### Requirements
Print, please, the line that contains "In this exercise you will indicate the player's hand" and each line after it to the end of the entries, unchanged and with nothing else.

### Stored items
** begin **
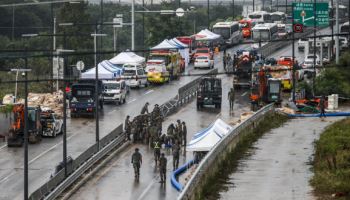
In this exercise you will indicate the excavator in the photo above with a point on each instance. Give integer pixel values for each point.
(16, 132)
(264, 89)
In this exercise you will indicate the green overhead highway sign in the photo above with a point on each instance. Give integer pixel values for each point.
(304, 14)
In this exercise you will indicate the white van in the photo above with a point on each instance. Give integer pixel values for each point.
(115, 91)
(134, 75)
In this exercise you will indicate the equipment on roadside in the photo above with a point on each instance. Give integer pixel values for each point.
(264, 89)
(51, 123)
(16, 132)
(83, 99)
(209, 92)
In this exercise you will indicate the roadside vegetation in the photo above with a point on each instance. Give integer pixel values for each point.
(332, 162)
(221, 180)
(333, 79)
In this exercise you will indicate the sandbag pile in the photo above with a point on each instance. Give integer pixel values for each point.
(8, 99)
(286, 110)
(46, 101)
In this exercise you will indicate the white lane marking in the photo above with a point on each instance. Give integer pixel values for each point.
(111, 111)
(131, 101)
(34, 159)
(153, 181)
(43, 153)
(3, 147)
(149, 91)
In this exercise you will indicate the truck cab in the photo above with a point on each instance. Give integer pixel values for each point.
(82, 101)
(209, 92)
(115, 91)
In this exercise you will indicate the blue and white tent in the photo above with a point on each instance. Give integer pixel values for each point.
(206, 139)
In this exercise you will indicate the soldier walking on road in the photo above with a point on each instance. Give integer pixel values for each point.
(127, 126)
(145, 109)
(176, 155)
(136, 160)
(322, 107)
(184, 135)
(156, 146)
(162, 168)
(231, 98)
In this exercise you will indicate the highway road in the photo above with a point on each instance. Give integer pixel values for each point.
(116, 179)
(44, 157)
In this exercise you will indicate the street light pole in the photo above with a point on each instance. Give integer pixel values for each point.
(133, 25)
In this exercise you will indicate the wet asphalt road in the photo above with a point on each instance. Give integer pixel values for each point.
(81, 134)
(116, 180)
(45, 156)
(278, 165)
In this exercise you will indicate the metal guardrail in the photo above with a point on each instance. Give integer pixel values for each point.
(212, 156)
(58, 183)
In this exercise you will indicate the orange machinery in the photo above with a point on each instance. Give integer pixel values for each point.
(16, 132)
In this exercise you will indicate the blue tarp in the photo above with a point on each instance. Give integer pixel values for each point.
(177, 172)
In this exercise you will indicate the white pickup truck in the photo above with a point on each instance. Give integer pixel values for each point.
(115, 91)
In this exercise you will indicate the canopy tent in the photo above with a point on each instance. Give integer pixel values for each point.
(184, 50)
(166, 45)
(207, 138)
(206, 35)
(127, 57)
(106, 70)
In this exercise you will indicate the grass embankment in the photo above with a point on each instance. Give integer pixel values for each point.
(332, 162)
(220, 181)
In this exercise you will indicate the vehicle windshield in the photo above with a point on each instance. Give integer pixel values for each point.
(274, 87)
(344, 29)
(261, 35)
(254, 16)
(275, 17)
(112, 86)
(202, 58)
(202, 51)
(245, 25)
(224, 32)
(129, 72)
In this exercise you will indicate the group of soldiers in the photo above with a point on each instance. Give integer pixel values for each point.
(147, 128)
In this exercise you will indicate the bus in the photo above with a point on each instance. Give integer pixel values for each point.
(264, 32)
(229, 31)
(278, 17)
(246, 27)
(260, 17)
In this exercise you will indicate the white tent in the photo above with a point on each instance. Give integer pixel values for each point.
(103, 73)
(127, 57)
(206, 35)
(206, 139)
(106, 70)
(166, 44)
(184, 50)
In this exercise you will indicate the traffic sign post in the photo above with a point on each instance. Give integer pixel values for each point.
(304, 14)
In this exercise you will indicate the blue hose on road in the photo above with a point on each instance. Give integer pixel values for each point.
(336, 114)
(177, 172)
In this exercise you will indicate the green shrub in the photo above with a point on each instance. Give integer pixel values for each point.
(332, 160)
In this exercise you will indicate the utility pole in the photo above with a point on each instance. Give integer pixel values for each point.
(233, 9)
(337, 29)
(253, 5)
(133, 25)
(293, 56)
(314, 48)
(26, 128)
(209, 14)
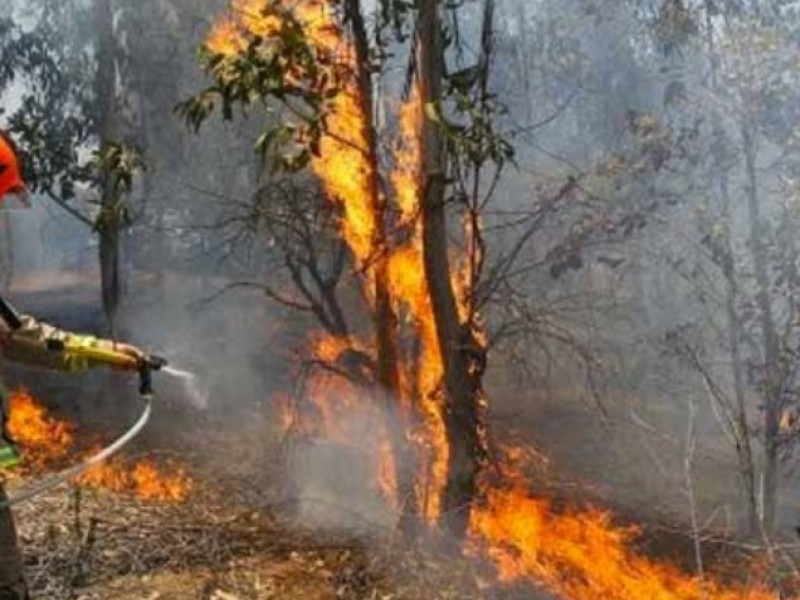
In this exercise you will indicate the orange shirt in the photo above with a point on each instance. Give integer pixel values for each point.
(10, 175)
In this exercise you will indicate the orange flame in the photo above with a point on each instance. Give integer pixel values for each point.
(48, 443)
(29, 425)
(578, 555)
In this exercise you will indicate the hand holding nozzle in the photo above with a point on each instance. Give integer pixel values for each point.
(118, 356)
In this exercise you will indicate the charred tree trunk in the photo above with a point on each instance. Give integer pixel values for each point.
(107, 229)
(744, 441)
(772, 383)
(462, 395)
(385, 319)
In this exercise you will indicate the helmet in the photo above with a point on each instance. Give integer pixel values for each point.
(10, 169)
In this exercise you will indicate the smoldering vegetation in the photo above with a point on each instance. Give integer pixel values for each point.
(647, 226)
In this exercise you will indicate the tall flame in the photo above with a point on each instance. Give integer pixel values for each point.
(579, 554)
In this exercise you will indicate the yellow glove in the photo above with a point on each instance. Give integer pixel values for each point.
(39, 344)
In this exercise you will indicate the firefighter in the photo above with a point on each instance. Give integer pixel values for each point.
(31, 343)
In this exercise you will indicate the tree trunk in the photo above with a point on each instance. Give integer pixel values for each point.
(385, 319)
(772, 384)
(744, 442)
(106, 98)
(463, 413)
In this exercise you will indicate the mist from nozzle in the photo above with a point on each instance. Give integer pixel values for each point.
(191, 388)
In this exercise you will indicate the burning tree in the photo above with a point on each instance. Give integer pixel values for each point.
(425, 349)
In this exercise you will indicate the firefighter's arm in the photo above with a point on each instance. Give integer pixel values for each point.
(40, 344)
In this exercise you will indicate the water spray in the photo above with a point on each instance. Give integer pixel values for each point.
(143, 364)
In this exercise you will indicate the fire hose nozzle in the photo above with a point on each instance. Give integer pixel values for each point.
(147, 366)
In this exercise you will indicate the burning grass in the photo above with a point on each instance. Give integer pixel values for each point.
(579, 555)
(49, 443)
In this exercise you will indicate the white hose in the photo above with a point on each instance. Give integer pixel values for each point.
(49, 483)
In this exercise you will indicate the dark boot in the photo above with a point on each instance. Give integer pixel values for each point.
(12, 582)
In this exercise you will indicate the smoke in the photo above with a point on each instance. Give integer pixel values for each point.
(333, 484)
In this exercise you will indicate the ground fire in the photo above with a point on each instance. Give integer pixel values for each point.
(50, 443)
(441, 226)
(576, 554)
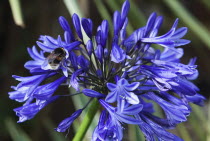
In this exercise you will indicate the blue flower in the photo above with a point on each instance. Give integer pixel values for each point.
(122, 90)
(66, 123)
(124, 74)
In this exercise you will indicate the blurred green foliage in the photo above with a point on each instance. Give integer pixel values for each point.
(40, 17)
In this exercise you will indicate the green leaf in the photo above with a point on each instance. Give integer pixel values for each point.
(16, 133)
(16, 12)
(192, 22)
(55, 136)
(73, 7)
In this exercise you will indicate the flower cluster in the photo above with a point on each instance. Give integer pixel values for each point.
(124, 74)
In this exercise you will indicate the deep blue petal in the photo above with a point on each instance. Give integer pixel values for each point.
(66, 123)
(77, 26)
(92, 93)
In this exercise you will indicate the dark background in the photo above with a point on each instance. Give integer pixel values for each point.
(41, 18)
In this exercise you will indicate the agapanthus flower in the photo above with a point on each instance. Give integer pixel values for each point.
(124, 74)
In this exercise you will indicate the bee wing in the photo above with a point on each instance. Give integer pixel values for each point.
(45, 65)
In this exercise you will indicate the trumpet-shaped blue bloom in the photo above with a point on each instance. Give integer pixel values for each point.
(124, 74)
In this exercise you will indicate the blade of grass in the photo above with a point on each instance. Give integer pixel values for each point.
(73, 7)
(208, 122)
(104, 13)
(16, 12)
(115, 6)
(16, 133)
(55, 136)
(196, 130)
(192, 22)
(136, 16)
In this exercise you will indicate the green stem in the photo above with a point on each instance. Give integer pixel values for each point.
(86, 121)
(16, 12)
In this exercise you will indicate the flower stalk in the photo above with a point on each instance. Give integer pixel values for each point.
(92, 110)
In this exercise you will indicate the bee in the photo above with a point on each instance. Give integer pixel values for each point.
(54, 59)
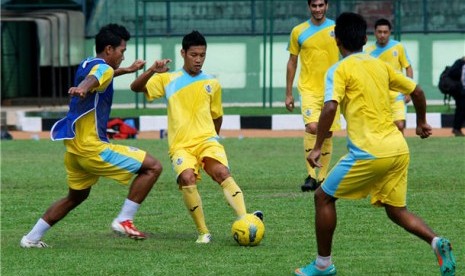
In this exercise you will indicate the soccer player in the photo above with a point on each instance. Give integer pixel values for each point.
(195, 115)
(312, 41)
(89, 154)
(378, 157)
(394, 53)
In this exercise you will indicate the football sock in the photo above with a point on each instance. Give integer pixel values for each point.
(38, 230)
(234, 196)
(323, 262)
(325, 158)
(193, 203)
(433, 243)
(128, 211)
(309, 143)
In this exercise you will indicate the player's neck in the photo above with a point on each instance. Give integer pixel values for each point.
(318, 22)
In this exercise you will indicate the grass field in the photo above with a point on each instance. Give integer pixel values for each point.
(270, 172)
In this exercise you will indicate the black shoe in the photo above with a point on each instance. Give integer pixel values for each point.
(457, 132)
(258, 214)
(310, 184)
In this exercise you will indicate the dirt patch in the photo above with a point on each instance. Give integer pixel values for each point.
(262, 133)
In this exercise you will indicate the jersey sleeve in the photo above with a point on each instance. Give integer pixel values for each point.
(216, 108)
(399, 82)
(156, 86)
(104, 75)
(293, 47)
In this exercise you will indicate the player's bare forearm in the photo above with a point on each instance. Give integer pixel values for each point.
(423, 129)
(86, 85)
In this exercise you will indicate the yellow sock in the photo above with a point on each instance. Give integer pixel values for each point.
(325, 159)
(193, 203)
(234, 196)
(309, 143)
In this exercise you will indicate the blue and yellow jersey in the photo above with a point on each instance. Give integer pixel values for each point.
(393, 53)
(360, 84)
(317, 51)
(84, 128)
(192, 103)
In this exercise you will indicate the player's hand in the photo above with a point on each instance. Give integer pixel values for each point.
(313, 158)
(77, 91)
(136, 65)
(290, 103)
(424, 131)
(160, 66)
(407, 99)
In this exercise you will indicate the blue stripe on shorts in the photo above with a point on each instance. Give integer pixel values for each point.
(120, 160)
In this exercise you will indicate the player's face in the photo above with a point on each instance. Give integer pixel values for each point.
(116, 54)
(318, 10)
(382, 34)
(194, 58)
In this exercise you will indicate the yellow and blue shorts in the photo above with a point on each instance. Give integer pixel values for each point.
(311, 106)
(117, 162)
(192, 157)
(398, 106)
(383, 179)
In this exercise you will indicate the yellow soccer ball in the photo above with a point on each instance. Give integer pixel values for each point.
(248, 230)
** end **
### In response
In this exercise you will indicate the player's hand in the photo above with a point on each instance. Give integer pixel values for each point.
(313, 158)
(77, 91)
(136, 65)
(290, 103)
(424, 131)
(160, 66)
(407, 99)
In this exercise you will indicate the blue stripe on shorts in the photo above with a point on each instance. Give integer pixel values for each point.
(120, 160)
In this exercise you will indicate the player's face in the photo above with a point on each instance. Give integer pixel values for each point.
(116, 54)
(318, 10)
(382, 34)
(194, 58)
In this exercise you will indicate the yellow and blue shorts in the photo above with a point on each instance. Give integer pixel values for each point.
(311, 106)
(117, 162)
(192, 157)
(398, 106)
(383, 179)
In this exercise you will indicate the yellow soccer ball in the photo above with a point on each instance. Give integer pixel values for each point.
(248, 230)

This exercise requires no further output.